CONSIGNE —
Poursuivez le passage ci-dessous sur l'entreprise et ses interfaces, en reprenant après sa dernière phrase.

PASSAGE FOURNI —
Cette esquisse mériterait d'être précisée : les diverses interfaces ne jouent ni au même lieu, ni avec la même temporalité et le même rythme ; ce n'est pas le moment d'aller dans un tel détail.

*     *

L'entreprise n'est pas un être banal, même si nous la percevons à travers la grille répétitive et terne du quotidien : c'est un être organique dont les organes entretiennent non seulement des dialectiques (conversation et conflit éventuel à deux) mais un contrepoint à plusieurs voix, une polyphonie qui, dans les périodes où l'on perd la tête, tourne à la cacophonie. Cela donne le vertige lors de certaines réunions : comment tirer au clair ce fatras confus d'opinions contradictoires, inconciliables, incohérentes ?

Ici certains procédés de pensée sont utiles. Avoir présentes à l'esprit les quatre causes et leurs relations aide à y voir clair. Si les positions semblent inconciliables, c'est souvent parce que les uns et les autres se situent dans des couches différentes et que les interfaces fonctionnent mal.

ENTRÉES AFFICHÉES —
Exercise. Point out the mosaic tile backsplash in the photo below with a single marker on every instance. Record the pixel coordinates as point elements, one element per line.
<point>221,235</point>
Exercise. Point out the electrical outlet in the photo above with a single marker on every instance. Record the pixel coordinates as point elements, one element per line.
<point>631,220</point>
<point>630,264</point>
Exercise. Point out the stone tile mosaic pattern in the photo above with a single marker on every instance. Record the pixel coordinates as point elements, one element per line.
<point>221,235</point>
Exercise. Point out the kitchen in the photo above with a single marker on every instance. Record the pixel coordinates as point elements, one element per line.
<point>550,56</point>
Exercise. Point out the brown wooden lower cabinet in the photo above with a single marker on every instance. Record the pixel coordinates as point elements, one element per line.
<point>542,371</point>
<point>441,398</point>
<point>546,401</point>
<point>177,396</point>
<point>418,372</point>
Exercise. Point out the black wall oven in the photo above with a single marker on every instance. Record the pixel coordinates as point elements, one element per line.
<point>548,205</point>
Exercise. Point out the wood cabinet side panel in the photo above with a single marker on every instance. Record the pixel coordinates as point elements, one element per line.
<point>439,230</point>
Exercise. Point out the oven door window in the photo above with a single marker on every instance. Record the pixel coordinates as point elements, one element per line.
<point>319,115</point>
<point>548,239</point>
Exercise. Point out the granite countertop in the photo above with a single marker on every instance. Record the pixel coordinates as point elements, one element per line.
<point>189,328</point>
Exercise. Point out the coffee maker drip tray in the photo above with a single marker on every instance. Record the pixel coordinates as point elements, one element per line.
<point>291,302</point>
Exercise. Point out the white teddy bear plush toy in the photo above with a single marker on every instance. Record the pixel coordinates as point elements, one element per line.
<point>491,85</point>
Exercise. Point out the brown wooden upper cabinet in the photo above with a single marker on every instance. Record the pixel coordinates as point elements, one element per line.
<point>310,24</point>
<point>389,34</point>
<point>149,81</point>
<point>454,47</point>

RÉSULTAT OBTENU —
L'un, soucieux de stratégie, pense en termes d'orientation : cause finale ; l'autre, soucieux du possible, pense en termes de technique : cause matérielle ; l'autre est plus sensible à la concurrence, aux risques que présente le monde extérieur : cause motrice. N'oublions pas l'organisateur, qui a le plus souvent un tempérament conservateur : cause formelle...

Il faut méditer l'entreprise, analyser l'interaction des logiques, leur rythme, leur symbolique, leur reflet dans les imaginaires : cela permettra au stratège de voir où il peut poser le levier qui lui permettra de dégager, puis de partager une orientation.

*     *

On explique la crise financière par le comportement des financiers (belle explication !) ; on lui applique des remèdes financiers ; on dit qu'après la crise il faudra pratiquer autrement la finance. Ainsi le raisonnement, enfermé dans la finance, tourne en rond comme un chat qui court après sa queue.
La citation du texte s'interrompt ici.